■ Given task:
Render the listing below as a JSON array of strings, with one string for each line and any blank lines omitted.

-.-.-

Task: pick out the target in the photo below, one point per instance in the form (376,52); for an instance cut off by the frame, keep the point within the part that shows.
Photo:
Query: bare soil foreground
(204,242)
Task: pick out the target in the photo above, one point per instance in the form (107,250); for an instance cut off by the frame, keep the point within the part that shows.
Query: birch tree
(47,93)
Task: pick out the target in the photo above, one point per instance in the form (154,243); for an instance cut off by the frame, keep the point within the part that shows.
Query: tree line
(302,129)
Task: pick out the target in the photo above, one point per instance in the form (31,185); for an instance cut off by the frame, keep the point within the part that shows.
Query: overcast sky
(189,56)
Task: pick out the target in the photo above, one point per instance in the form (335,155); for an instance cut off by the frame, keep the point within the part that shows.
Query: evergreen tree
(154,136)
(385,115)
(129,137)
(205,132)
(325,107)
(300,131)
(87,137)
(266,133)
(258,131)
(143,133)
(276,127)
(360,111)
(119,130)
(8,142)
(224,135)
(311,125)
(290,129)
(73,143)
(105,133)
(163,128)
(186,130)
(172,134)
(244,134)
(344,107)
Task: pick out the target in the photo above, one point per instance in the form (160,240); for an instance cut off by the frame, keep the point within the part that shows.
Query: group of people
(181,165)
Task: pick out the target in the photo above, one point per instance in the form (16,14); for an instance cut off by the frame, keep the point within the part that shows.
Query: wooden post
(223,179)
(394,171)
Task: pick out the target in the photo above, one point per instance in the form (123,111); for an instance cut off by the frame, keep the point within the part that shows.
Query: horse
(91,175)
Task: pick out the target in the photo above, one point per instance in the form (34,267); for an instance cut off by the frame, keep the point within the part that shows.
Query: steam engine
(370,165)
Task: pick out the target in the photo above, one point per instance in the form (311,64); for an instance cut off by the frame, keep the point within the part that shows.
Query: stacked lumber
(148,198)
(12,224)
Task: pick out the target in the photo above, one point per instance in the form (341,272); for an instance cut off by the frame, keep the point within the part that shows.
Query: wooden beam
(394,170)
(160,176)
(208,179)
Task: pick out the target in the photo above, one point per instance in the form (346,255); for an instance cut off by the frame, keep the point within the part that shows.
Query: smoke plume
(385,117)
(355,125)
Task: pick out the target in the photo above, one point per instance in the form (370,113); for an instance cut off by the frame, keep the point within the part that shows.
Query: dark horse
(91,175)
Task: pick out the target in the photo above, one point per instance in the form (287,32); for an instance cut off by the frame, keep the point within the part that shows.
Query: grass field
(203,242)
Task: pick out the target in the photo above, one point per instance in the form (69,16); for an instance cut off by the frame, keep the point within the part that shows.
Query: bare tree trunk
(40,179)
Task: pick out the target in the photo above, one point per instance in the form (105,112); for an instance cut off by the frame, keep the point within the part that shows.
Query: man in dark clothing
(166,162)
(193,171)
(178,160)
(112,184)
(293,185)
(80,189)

-.-.-

■ Result of the exercise:
[
  "Task: pick out the target in the photo below, one point per instance in the form (376,52); for an instance cut off by the frame, keep the point within the part that shows.",
  "Photo:",
  "Query: bare soil foreground",
  "(204,242)",
  "Task: pick out the target in the photo above, one point per instance in the form (107,250); for an instance cut off by the frame, keep the point within the part that shows.",
  "Query: birch tree",
  "(47,93)",
  "Task: pick out the target in the photo above, one point per instance in the form (154,243); for an instance cut off by the frame, keep the point within the part that shows.",
  "Query: tree line",
  "(302,129)",
  "Task: pick out the target in the photo above, one point per instance in the form (31,185); for an instance cut off by the frame, keep the point within the part that shows.",
  "Query: overcast sky",
  "(189,56)",
  "Task: pick out the target in the photo above, one point per instance in the form (335,155); for an instance cut off by the frame, keep the point within the part that shows.",
  "Query: evergreen tree",
  "(154,136)",
  "(385,115)",
  "(129,137)",
  "(205,132)",
  "(325,107)",
  "(300,131)",
  "(87,137)",
  "(266,133)",
  "(258,131)",
  "(143,133)",
  "(276,127)",
  "(360,111)",
  "(119,130)",
  "(8,142)",
  "(224,135)",
  "(311,125)",
  "(290,129)",
  "(73,143)",
  "(105,133)",
  "(163,128)",
  "(186,130)",
  "(172,134)",
  "(244,134)",
  "(344,107)",
  "Task: pick out the target in the photo above, one point per instance in the form (160,240); for an instance cut off by the frame, keep the point within the part that shows.",
  "Query: group of people",
  "(181,165)",
  "Task: pick out the target in the photo above, one point per instance in the form (16,14); for an instance cut off by the frame, keep the point within the part that shows.",
  "Query: wooden post",
  "(223,179)",
  "(394,171)",
  "Task: pick out the target in the photo above, one point per instance in the form (123,111); for an instance cut off by the frame, keep the point within the part that shows.",
  "Query: horse",
  "(91,175)",
  "Task: pick out the target in the photo above, one point per instance in the form (34,267); for an instance cut off by the frame, keep the point within the part that shows.",
  "Query: steam engine",
  "(370,165)",
  "Task: pick out the target in the photo above, one point per instance in the form (311,64); for an instance cut off by the frame, keep the point within the part that shows.",
  "Query: stacked lumber",
  "(148,198)",
  "(12,224)",
  "Task: pick out the target in the photo above, one point per instance in the form (341,272); for an instance cut off by the frame, keep the point within the part that shows.",
  "Query: wooden beam",
  "(394,170)",
  "(160,176)",
  "(208,179)",
  "Task: pick out the target in the photo above, one point per instance in the form (346,255); for an instance cut off by the frame, keep the point within the part that shows.",
  "Query: smoke plume",
  "(385,117)",
  "(355,125)",
  "Task: pick out the target in the photo above, one point per instance in the form (370,113); for an instance cut off by the frame, keep the point within the part that shows.",
  "Query: dark horse",
  "(91,175)",
  "Task: pick out the target in the photo above, one point per instance in the form (287,32); for an instance cut off by the frame, keep the point within the part that shows.",
  "Query: grass field",
  "(203,242)",
  "Task: pick out the target in the photo above, one point per instance in the form (69,16); for an instance cut off by the frame, keep the point within the part that shows.",
  "Query: bare tree trunk",
  "(40,179)",
  "Task: pick out the target in the photo above, one point per instance in the form (105,112); for an instance cut off by the frame, keep the point within the part that shows.",
  "Query: man in dark clothing",
  "(166,162)",
  "(193,171)",
  "(178,160)",
  "(112,184)",
  "(293,185)",
  "(80,189)"
]